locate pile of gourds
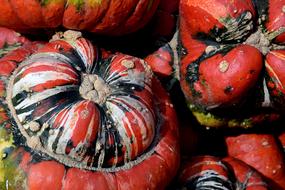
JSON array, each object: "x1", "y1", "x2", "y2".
[{"x1": 0, "y1": 0, "x2": 285, "y2": 190}]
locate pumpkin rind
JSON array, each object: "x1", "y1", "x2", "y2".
[
  {"x1": 176, "y1": 156, "x2": 268, "y2": 190},
  {"x1": 0, "y1": 0, "x2": 159, "y2": 35},
  {"x1": 226, "y1": 134, "x2": 285, "y2": 189},
  {"x1": 0, "y1": 29, "x2": 179, "y2": 189},
  {"x1": 178, "y1": 0, "x2": 285, "y2": 127}
]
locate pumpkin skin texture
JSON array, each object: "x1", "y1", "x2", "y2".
[
  {"x1": 178, "y1": 0, "x2": 285, "y2": 127},
  {"x1": 226, "y1": 134, "x2": 285, "y2": 190},
  {"x1": 0, "y1": 0, "x2": 159, "y2": 35},
  {"x1": 0, "y1": 32, "x2": 179, "y2": 190},
  {"x1": 176, "y1": 156, "x2": 268, "y2": 190}
]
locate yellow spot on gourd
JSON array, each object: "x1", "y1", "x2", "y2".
[
  {"x1": 0, "y1": 128, "x2": 14, "y2": 183},
  {"x1": 88, "y1": 0, "x2": 103, "y2": 6}
]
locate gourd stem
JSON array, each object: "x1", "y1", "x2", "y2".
[{"x1": 168, "y1": 30, "x2": 180, "y2": 80}]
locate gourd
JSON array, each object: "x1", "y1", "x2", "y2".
[
  {"x1": 0, "y1": 28, "x2": 179, "y2": 190},
  {"x1": 146, "y1": 0, "x2": 285, "y2": 128},
  {"x1": 178, "y1": 156, "x2": 270, "y2": 190},
  {"x1": 0, "y1": 0, "x2": 160, "y2": 35}
]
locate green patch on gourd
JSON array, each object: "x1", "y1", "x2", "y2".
[
  {"x1": 67, "y1": 0, "x2": 85, "y2": 11},
  {"x1": 0, "y1": 43, "x2": 22, "y2": 58},
  {"x1": 0, "y1": 128, "x2": 25, "y2": 190},
  {"x1": 40, "y1": 0, "x2": 64, "y2": 6}
]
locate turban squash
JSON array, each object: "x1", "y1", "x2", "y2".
[
  {"x1": 147, "y1": 0, "x2": 285, "y2": 127},
  {"x1": 176, "y1": 156, "x2": 270, "y2": 190},
  {"x1": 0, "y1": 0, "x2": 159, "y2": 35},
  {"x1": 226, "y1": 132, "x2": 285, "y2": 190},
  {"x1": 0, "y1": 28, "x2": 179, "y2": 190}
]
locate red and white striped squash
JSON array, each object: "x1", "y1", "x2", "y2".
[{"x1": 0, "y1": 28, "x2": 179, "y2": 190}]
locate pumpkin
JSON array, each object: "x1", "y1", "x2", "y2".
[
  {"x1": 178, "y1": 156, "x2": 269, "y2": 190},
  {"x1": 147, "y1": 0, "x2": 285, "y2": 128},
  {"x1": 226, "y1": 134, "x2": 285, "y2": 190},
  {"x1": 0, "y1": 31, "x2": 179, "y2": 190},
  {"x1": 0, "y1": 0, "x2": 160, "y2": 35}
]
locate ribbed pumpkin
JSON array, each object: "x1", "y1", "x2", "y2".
[
  {"x1": 0, "y1": 0, "x2": 159, "y2": 35},
  {"x1": 147, "y1": 0, "x2": 285, "y2": 127},
  {"x1": 0, "y1": 31, "x2": 179, "y2": 190},
  {"x1": 176, "y1": 156, "x2": 270, "y2": 190}
]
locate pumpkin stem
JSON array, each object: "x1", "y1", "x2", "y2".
[
  {"x1": 0, "y1": 43, "x2": 22, "y2": 58},
  {"x1": 79, "y1": 74, "x2": 111, "y2": 105},
  {"x1": 50, "y1": 30, "x2": 82, "y2": 42}
]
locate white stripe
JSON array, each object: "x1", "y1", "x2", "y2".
[
  {"x1": 13, "y1": 71, "x2": 78, "y2": 97},
  {"x1": 106, "y1": 102, "x2": 132, "y2": 162},
  {"x1": 110, "y1": 96, "x2": 155, "y2": 147},
  {"x1": 15, "y1": 85, "x2": 78, "y2": 110}
]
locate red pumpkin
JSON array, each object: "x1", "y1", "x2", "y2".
[
  {"x1": 0, "y1": 29, "x2": 179, "y2": 190},
  {"x1": 0, "y1": 0, "x2": 159, "y2": 35},
  {"x1": 226, "y1": 134, "x2": 285, "y2": 190},
  {"x1": 179, "y1": 156, "x2": 268, "y2": 190},
  {"x1": 147, "y1": 0, "x2": 285, "y2": 128}
]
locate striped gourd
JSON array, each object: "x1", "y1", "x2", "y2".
[{"x1": 6, "y1": 32, "x2": 157, "y2": 169}]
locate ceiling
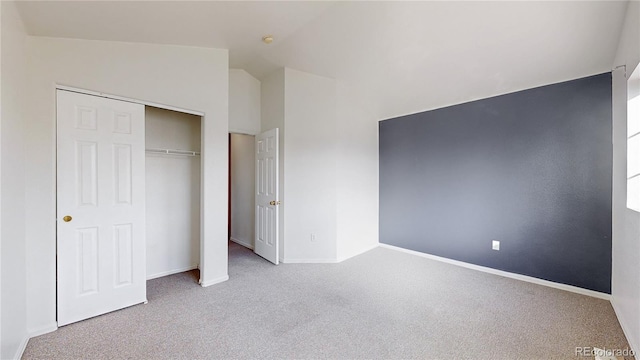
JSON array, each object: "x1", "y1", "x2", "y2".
[{"x1": 18, "y1": 1, "x2": 627, "y2": 119}]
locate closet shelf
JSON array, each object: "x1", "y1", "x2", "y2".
[{"x1": 145, "y1": 148, "x2": 200, "y2": 156}]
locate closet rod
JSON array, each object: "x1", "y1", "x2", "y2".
[{"x1": 145, "y1": 149, "x2": 200, "y2": 156}]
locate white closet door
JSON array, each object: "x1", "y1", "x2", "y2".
[
  {"x1": 254, "y1": 128, "x2": 280, "y2": 265},
  {"x1": 57, "y1": 90, "x2": 147, "y2": 326}
]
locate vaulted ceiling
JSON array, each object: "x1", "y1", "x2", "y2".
[{"x1": 18, "y1": 1, "x2": 627, "y2": 119}]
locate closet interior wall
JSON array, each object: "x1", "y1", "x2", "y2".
[{"x1": 145, "y1": 106, "x2": 201, "y2": 279}]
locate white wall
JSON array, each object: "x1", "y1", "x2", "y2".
[
  {"x1": 25, "y1": 37, "x2": 229, "y2": 333},
  {"x1": 260, "y1": 69, "x2": 287, "y2": 261},
  {"x1": 229, "y1": 69, "x2": 260, "y2": 135},
  {"x1": 0, "y1": 1, "x2": 28, "y2": 359},
  {"x1": 283, "y1": 68, "x2": 337, "y2": 262},
  {"x1": 262, "y1": 68, "x2": 378, "y2": 262},
  {"x1": 336, "y1": 81, "x2": 378, "y2": 260},
  {"x1": 231, "y1": 134, "x2": 256, "y2": 249},
  {"x1": 611, "y1": 1, "x2": 640, "y2": 352},
  {"x1": 145, "y1": 106, "x2": 201, "y2": 279}
]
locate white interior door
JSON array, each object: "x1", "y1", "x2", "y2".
[
  {"x1": 57, "y1": 90, "x2": 147, "y2": 326},
  {"x1": 254, "y1": 128, "x2": 280, "y2": 265}
]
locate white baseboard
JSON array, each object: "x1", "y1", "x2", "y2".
[
  {"x1": 229, "y1": 237, "x2": 253, "y2": 250},
  {"x1": 280, "y1": 259, "x2": 338, "y2": 264},
  {"x1": 147, "y1": 265, "x2": 198, "y2": 280},
  {"x1": 13, "y1": 336, "x2": 29, "y2": 359},
  {"x1": 29, "y1": 322, "x2": 58, "y2": 338},
  {"x1": 337, "y1": 243, "x2": 380, "y2": 262},
  {"x1": 200, "y1": 275, "x2": 229, "y2": 287},
  {"x1": 380, "y1": 244, "x2": 611, "y2": 301},
  {"x1": 611, "y1": 296, "x2": 640, "y2": 356}
]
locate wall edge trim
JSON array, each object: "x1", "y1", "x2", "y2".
[
  {"x1": 13, "y1": 334, "x2": 30, "y2": 359},
  {"x1": 200, "y1": 275, "x2": 229, "y2": 287},
  {"x1": 611, "y1": 295, "x2": 640, "y2": 354},
  {"x1": 337, "y1": 241, "x2": 380, "y2": 262},
  {"x1": 29, "y1": 321, "x2": 58, "y2": 338},
  {"x1": 380, "y1": 243, "x2": 611, "y2": 302},
  {"x1": 147, "y1": 265, "x2": 198, "y2": 280},
  {"x1": 280, "y1": 258, "x2": 339, "y2": 264},
  {"x1": 229, "y1": 236, "x2": 253, "y2": 250}
]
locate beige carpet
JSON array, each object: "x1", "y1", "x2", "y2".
[{"x1": 23, "y1": 243, "x2": 628, "y2": 359}]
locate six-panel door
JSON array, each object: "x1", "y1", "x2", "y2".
[{"x1": 57, "y1": 90, "x2": 146, "y2": 326}]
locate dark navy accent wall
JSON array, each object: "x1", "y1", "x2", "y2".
[{"x1": 379, "y1": 73, "x2": 612, "y2": 293}]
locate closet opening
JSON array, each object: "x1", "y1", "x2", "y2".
[
  {"x1": 145, "y1": 106, "x2": 202, "y2": 283},
  {"x1": 229, "y1": 133, "x2": 256, "y2": 253}
]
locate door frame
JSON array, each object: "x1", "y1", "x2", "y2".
[{"x1": 54, "y1": 84, "x2": 206, "y2": 292}]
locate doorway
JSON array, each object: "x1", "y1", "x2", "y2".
[
  {"x1": 56, "y1": 87, "x2": 204, "y2": 326},
  {"x1": 229, "y1": 133, "x2": 256, "y2": 250}
]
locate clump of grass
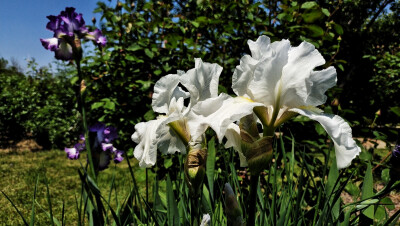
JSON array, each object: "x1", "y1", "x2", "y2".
[{"x1": 0, "y1": 150, "x2": 148, "y2": 225}]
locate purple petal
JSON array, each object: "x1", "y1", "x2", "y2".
[
  {"x1": 60, "y1": 7, "x2": 87, "y2": 37},
  {"x1": 46, "y1": 15, "x2": 61, "y2": 31},
  {"x1": 64, "y1": 148, "x2": 79, "y2": 160},
  {"x1": 101, "y1": 143, "x2": 115, "y2": 152},
  {"x1": 74, "y1": 142, "x2": 86, "y2": 152},
  {"x1": 55, "y1": 39, "x2": 73, "y2": 60},
  {"x1": 103, "y1": 126, "x2": 118, "y2": 143},
  {"x1": 89, "y1": 122, "x2": 106, "y2": 143},
  {"x1": 114, "y1": 150, "x2": 124, "y2": 163},
  {"x1": 392, "y1": 144, "x2": 400, "y2": 160},
  {"x1": 98, "y1": 152, "x2": 111, "y2": 170},
  {"x1": 89, "y1": 122, "x2": 106, "y2": 132},
  {"x1": 40, "y1": 38, "x2": 59, "y2": 51}
]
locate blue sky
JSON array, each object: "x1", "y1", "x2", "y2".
[{"x1": 0, "y1": 0, "x2": 111, "y2": 69}]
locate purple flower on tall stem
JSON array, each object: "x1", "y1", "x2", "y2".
[
  {"x1": 85, "y1": 28, "x2": 107, "y2": 47},
  {"x1": 114, "y1": 150, "x2": 124, "y2": 163},
  {"x1": 64, "y1": 148, "x2": 79, "y2": 160},
  {"x1": 65, "y1": 122, "x2": 124, "y2": 171},
  {"x1": 392, "y1": 143, "x2": 400, "y2": 159},
  {"x1": 40, "y1": 7, "x2": 107, "y2": 60}
]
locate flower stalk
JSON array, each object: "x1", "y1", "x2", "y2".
[{"x1": 75, "y1": 58, "x2": 97, "y2": 183}]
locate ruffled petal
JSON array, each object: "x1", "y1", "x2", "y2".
[
  {"x1": 232, "y1": 36, "x2": 290, "y2": 106},
  {"x1": 225, "y1": 123, "x2": 247, "y2": 167},
  {"x1": 40, "y1": 38, "x2": 58, "y2": 51},
  {"x1": 98, "y1": 151, "x2": 111, "y2": 170},
  {"x1": 232, "y1": 55, "x2": 259, "y2": 99},
  {"x1": 64, "y1": 148, "x2": 79, "y2": 160},
  {"x1": 114, "y1": 150, "x2": 124, "y2": 163},
  {"x1": 276, "y1": 42, "x2": 336, "y2": 108},
  {"x1": 188, "y1": 93, "x2": 263, "y2": 143},
  {"x1": 157, "y1": 128, "x2": 186, "y2": 154},
  {"x1": 55, "y1": 39, "x2": 73, "y2": 60},
  {"x1": 291, "y1": 108, "x2": 361, "y2": 169},
  {"x1": 85, "y1": 28, "x2": 107, "y2": 47},
  {"x1": 180, "y1": 58, "x2": 222, "y2": 106},
  {"x1": 132, "y1": 118, "x2": 168, "y2": 167},
  {"x1": 151, "y1": 74, "x2": 189, "y2": 114}
]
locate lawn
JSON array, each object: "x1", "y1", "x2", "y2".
[{"x1": 0, "y1": 150, "x2": 152, "y2": 225}]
= = =
**The problem**
State how many lines of the items above contain the word "closet", giving only the number.

**Correct output**
5